● Work task:
Continue the column on diet culture and New Year's resolutions, picking up right after its last sentence.

Column: New year, new us

Column: New year, new us

For 2021, my new year’s resolutions include discovering and listening to a new album every month, using my agenda more and focusing on the things that make me happy. My new year’s resolutions do not include falling for fad diets, buying into weight-loss pills or defining my worth based on my shape or size.

Diet culture is the belief that “thin” body types are the most desirable, valuable and “healthy,” even if the means of achieving this image is harmful and unhealthy. This ideal can be traced back decades ago, when the beginnings of modern dieting began. In 2021, we can’t continue to let this industry that profits off of our insecurities thrive. 

All of us, in some form or another, have been victims of this toxicity. Unrealistic body standards were set since we were kids watching Disney channel, where adult actors played characters who were supposedly our age. As we grew up, we were surrounded by adults who emphasized the “washboard ab” trends of the 90s, which then became the “hourglass figure” standard seen today. For men, Superman might be to blame for the necessity to be not only athletic, but also cut and muscular. 

Whether we realize it or not, we still face this culture to this day. From celebrities like Kim Kardashian promoting diet-suppressant lollipops to magazine covers in grocery check-out isles reminding you to count your calories,” nobody is free from its reach. This stems from generations of collective internalized fatphobia. What started as a well-meaning wish to end obesity morphed into a dystopian world where even the healthiest of teens were forced into disordered eating, convinced that the folds of their stomach meant that they were undeserving of another bite.

● Listed entries:
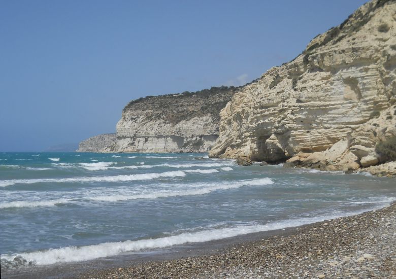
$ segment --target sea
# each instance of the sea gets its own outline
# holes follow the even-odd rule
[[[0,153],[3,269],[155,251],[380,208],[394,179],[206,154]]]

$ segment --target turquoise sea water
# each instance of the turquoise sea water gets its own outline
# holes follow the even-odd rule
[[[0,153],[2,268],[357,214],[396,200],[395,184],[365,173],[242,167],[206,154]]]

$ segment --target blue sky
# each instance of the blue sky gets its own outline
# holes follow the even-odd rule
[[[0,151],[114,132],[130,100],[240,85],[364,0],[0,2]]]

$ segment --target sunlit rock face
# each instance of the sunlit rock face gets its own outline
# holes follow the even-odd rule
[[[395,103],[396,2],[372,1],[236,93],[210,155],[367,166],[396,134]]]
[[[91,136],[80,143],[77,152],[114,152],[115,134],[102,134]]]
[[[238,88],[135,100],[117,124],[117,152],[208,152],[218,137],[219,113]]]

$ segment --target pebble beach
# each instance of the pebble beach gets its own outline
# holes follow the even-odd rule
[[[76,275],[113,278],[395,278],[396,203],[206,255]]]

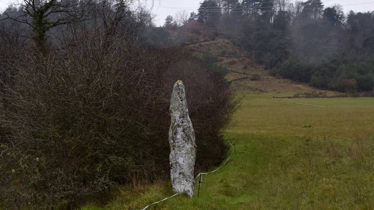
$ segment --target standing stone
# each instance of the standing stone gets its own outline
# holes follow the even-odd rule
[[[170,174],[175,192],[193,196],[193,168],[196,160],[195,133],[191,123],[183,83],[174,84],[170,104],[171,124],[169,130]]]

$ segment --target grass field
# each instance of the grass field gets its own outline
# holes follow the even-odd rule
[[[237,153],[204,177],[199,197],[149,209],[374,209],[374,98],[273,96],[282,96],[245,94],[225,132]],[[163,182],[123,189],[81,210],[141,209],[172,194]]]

● Output of the task:
As someone whose family has shelves upon shelves of dieting books and has endured a lifelong struggle with weight, I can say with certainty that the time and energy I wasted on wishing I could look like someone I wasn’t could have been used more efficiently. It has taken me seventeen long years to unlearn all of the toxic standards I’ve been surrounded by. To this day, the fight isn’t over. 

Although our society is obsessed with weight, we can change that. In particular, one method is the goal of body neutrality. Body neutrality is the idea that you don’t support either the hatred or adoration of your body. This isn’t to say that you can’t love your body, but rather that you don’t obsess over the perceived better versus worse parts of yourself. It allows you to stop the criticism from your own mind, shifting from dislike to an appreciation and respect of your body. 

The only time we should sincerely consider losing weight is for health reasons. Otherwise, any goal to “get into shape” should be set with the right intentionsto work for one’s own growth rather than to look like others. Don’t fall for the predatory ads targeting losing that “quarantine weight”it only plays into this dishonest industry designed for us to fall and fail into a trap of life long obsession. In the end, “healthy” comes in all shapes and sizes. 

In the new year, we all deserve to focus on a happier and more mentally stable us. After the collective trauma we faced in 2020, we deserve a little more love and kindness to ourselves.